(PROBLEM 1): From the passage on how diabetes causes amputations, copy the text between "How Diabetes Causes" and "Peripheral Arterial Disease.", inclusive.
(PROBLEM 2): In the passage on how diabetes causes amputations, what disease does the text name as the answer to how diabetes results in a person losing a leg?
(PROBLEM 3): Write the next part of the passage on how diabetes causes amputations, starting after its last sentence.

(PASSAGE FOR REVIEW begins)

How Diabetes Causes Amputations
Generally, when people think about diabetes, they think about having to take insulin and avoiding sweets. Most people aren’t aware of the more severe effects that diabetes can bring about for patients. This includes damaging the limbs so much that they need to be amputated. How exactly does diabetes result in a person losing their leg? The answer is a disease called Peripheral Arterial Disease.
The root cause of the disease is diabetes. Our body produces nitric oxide gas which keeps our blood vessels working smoothly. The gas helps the vessels clean themselves. The problem is that when the blood sugar is heightened in diabetes patients, the efficiency of nitric oxide goes down, which means it is no longer effectively keeping the vessels clean. These vessels slowly start building up fat deposits—because the fat deposits aren’t being dissolved, due to the lack of nitric oxide.

(PASSAGE FOR REVIEW ends)
(COLLECTED DATA begins)

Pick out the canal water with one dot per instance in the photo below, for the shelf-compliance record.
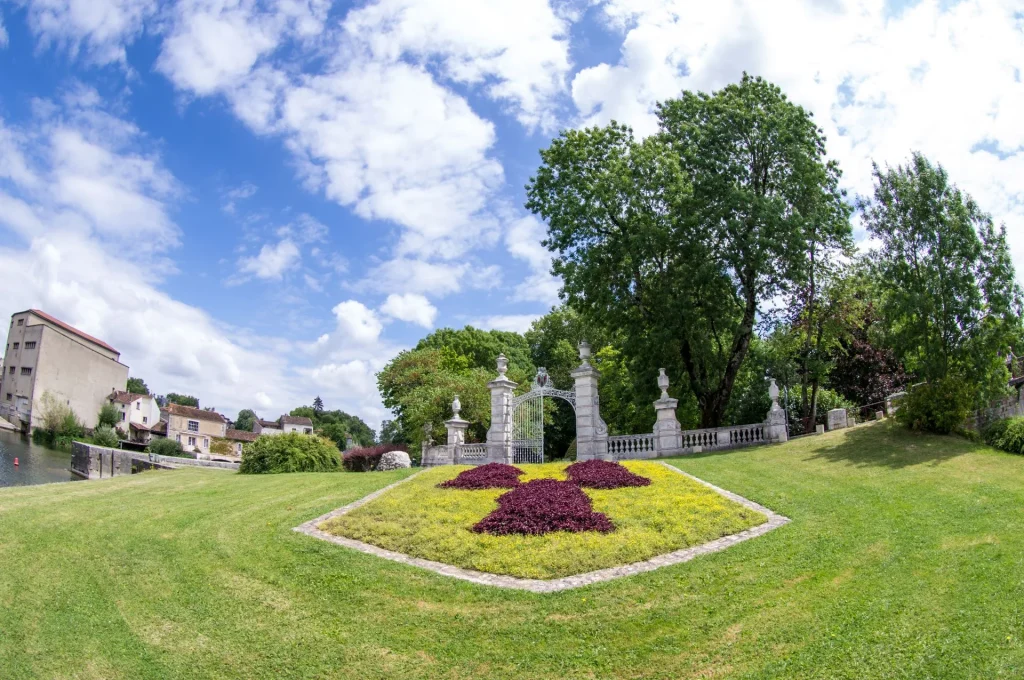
(37, 465)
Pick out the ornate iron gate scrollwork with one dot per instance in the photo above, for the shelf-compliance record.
(527, 418)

(COLLECTED DATA ends)

(EXERCISE ANSWER 1):
How Diabetes Causes Amputations
Generally, when people think about diabetes, they think about having to take insulin and avoiding sweets. Most people aren’t aware of the more severe effects that diabetes can bring about for patients. This includes damaging the limbs so much that they need to be amputated. How exactly does diabetes result in a person losing their leg? The answer is a disease called Peripheral Arterial Disease.

(EXERCISE ANSWER 2): Peripheral Arterial Disease.

(EXERCISE ANSWER 3):
These deposits then start limiting the supply of blood. This disease affects the whole body, but some of the body’s longest vessels are the ones going to our feet, which exacerbates the issue much more than anywhere else in the body. Any part of the body which does not get a proper flow of blood stops working properly. Since the blood flow is lowered, so is the amount of feeling in our feet.
This then results in people developing wounds and cuts without feeling anything, which slowly get infected and the infection spreads, resulting in the need for amputation. If the infection is caught early, it can be treated easily, but if it is found later on—which is often the case in diabetic patients – people can end up losing a foot. This has always been a big problem, but the rising rates of diabetes all across the world only increase its significance.